Prawda czy fikcja?


Gdy po raz pierwszy usłyszałam o Eleanor Catton, która została najmłodszą laureatką nagrody Bookera przyznaną jej za powieść Wszystko, co lśni od razu zainteresowałam się jej twórczością. Jeszcze nie miałam okazji sięgnąć po jej nagrodzoną Bookerem książkę, ale gdy nadarzyła się okazja, z wielką chęcią sięgnęłam po debiutancką powieść autorki, czyli Próbę.

DO WYKONANIA
• A. Przepisz bez zmian odcinek tekstu o Eleanor Catton od słów „Gdy po raz pierwszy” do słów „autorki, czyli Próbę.”.
• B. Za jaką powieść Eleanor Catton otrzymała nagrodę Bookera według tekstu o Eleanor Catton?
• C. Dopisz dalszy ciąg tekstu o Eleanor Catton, zaczynając od miejsca, w którym się kończy.

DOSTARCZONE INFORMACJE

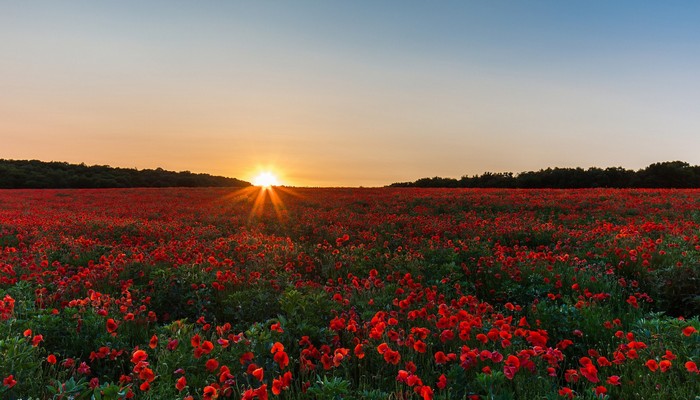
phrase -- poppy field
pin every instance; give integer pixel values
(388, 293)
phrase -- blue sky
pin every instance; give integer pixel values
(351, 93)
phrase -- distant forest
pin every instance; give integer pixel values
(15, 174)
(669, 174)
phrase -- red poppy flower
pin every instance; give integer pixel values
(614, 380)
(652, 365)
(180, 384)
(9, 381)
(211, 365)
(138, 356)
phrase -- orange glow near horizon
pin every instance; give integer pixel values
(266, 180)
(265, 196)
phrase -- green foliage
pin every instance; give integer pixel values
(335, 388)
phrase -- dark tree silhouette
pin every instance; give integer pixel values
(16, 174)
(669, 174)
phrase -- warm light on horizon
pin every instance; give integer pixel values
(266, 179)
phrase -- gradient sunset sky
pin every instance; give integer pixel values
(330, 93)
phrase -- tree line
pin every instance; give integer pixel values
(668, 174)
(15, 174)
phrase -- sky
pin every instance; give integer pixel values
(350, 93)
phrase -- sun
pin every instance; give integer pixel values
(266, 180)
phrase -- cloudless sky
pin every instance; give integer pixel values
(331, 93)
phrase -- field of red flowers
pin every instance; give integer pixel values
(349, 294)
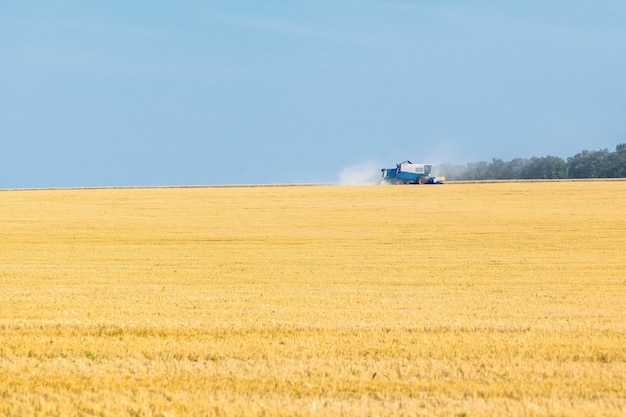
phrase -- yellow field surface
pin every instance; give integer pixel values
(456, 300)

--

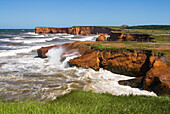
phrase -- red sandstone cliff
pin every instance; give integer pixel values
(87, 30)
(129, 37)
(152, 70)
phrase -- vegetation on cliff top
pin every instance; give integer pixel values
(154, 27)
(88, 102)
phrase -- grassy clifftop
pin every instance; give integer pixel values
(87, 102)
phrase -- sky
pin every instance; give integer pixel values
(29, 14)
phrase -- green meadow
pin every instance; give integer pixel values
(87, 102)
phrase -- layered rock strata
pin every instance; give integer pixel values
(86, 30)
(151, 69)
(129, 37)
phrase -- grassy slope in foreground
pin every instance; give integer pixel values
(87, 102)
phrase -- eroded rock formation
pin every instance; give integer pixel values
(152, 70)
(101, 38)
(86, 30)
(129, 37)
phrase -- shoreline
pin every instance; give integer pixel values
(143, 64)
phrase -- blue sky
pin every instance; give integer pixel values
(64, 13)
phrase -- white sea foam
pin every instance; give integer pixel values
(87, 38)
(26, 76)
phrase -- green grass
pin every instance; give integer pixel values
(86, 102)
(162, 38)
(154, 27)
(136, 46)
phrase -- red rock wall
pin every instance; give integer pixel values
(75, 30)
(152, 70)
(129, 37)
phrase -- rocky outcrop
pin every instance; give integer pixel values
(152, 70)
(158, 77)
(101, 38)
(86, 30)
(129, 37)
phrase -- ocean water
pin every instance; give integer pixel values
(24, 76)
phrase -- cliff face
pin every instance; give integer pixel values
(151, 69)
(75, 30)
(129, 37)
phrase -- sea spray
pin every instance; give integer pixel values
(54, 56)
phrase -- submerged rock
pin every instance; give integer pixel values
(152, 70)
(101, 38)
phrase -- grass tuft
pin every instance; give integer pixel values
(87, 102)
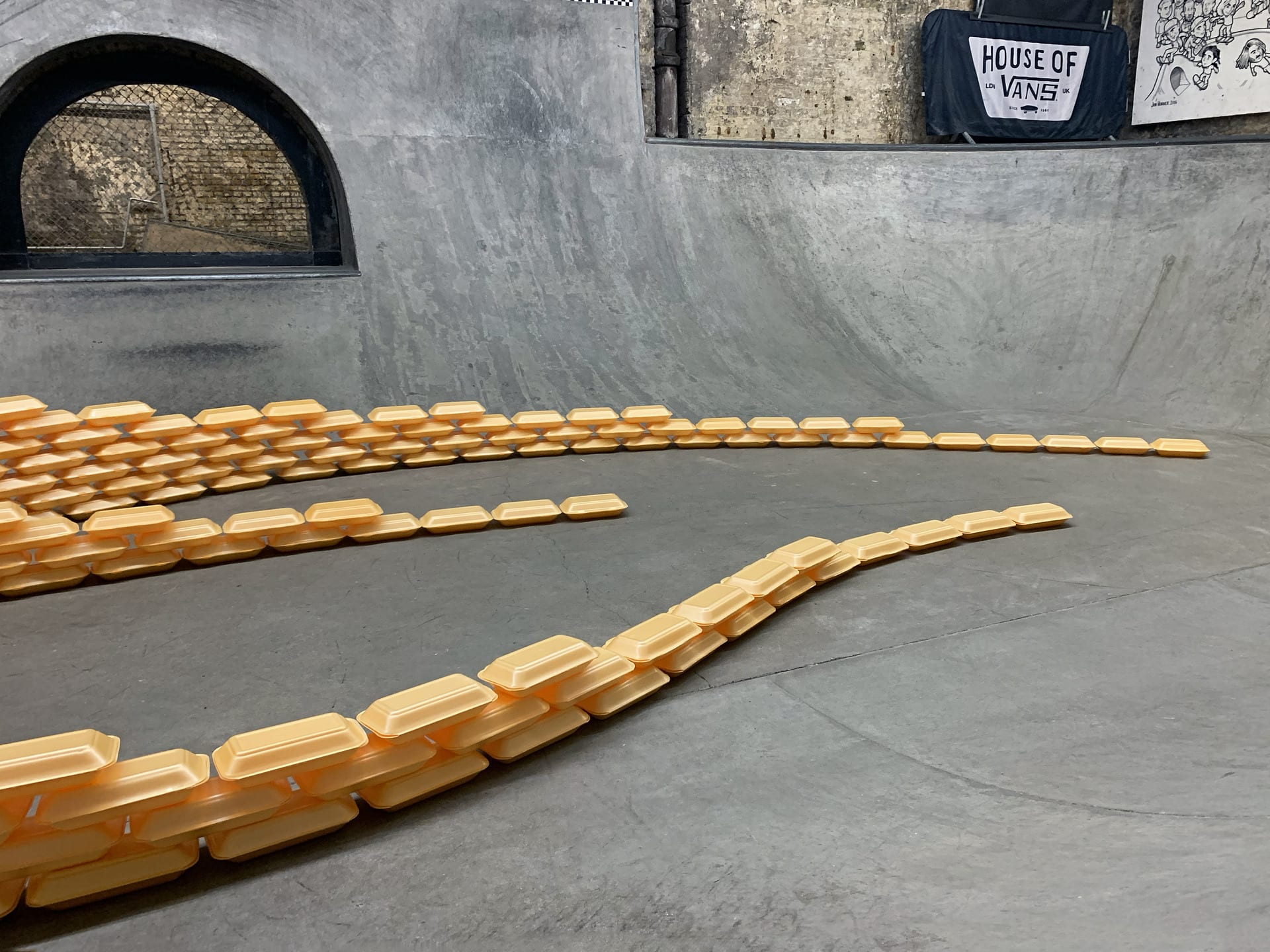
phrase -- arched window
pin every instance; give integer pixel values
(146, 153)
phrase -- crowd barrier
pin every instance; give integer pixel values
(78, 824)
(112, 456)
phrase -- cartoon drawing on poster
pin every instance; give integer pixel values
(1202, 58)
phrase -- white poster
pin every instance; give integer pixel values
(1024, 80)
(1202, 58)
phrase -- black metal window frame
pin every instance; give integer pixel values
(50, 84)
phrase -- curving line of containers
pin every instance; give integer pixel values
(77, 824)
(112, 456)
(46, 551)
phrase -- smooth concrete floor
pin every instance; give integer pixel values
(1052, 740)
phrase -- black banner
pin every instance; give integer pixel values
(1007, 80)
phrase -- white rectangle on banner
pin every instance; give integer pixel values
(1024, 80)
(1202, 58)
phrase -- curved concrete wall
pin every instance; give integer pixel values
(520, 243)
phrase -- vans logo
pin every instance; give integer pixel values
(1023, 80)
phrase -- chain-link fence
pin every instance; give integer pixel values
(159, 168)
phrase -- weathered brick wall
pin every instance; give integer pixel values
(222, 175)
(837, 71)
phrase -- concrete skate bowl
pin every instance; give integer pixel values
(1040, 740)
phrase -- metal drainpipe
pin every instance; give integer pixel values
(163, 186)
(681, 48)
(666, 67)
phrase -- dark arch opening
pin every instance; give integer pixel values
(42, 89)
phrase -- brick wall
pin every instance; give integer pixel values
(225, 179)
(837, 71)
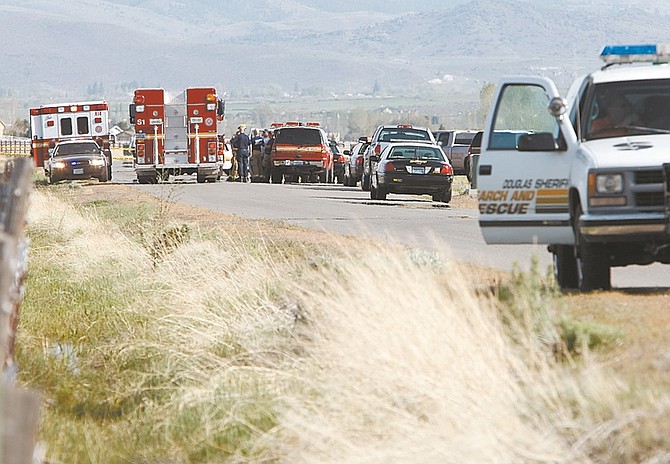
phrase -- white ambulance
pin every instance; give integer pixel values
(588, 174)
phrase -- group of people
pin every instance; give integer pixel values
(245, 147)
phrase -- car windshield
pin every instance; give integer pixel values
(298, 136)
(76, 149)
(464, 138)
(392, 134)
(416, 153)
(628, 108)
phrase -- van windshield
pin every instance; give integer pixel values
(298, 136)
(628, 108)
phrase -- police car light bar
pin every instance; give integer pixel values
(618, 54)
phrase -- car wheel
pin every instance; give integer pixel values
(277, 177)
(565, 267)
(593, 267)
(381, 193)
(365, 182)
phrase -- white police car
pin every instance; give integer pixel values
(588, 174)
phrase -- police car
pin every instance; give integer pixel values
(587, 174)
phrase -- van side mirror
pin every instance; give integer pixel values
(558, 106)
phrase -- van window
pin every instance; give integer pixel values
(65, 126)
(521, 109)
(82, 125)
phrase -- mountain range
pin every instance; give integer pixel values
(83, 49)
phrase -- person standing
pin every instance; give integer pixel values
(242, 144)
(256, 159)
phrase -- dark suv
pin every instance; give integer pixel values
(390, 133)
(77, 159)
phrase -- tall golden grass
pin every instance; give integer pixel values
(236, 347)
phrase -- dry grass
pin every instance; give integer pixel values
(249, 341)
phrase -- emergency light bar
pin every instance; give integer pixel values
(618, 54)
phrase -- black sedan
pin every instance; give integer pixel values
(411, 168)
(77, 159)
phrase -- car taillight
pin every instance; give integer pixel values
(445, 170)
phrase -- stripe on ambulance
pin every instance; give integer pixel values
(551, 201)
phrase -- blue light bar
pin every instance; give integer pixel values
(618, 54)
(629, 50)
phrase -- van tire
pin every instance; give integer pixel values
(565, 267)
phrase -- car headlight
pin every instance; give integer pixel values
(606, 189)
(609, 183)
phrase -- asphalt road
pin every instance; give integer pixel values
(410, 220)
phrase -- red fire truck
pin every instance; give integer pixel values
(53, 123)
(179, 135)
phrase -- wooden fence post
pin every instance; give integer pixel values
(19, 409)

ODPOWIEDZI DO ZADAŃ
• A.
Gdy po raz pierwszy usłyszałam o Eleanor Catton, która została najmłodszą laureatką nagrody Bookera przyznaną jej za powieść Wszystko, co lśni od razu zainteresowałam się jej twórczością. Jeszcze nie miałam okazji sięgnąć po jej nagrodzoną Bookerem książkę, ale gdy nadarzyła się okazja, z wielką chęcią sięgnęłam po debiutancką powieść autorki, czyli Próbę.

• B. Za powieść „Wszystko, co lśni”.

• C.
W mieście wybucha skandal. Nastoletnia uczennica wdała się w romans z nauczycielem liceum muzycznego. On zostaje zwolniony, a ona napiętnowana. Wszyscy zaangażowani w sprawę starają się na swój sposób dociec prawdy. W szkole zostają zorganizowane spotkania z psychologiem mające ustrzec uczniów przed czyhającymi na każdym kroku niebezpieczeństwami. W sąsiadującej do liceum szkole teatralnej studenci postanawiają odegrać na zaliczenie sztukę traktującą o skandalu. Oddzielenie realnego życia od dramatu scenicznego okazuje się jednak trudniejsze, niż można było przypuszczać...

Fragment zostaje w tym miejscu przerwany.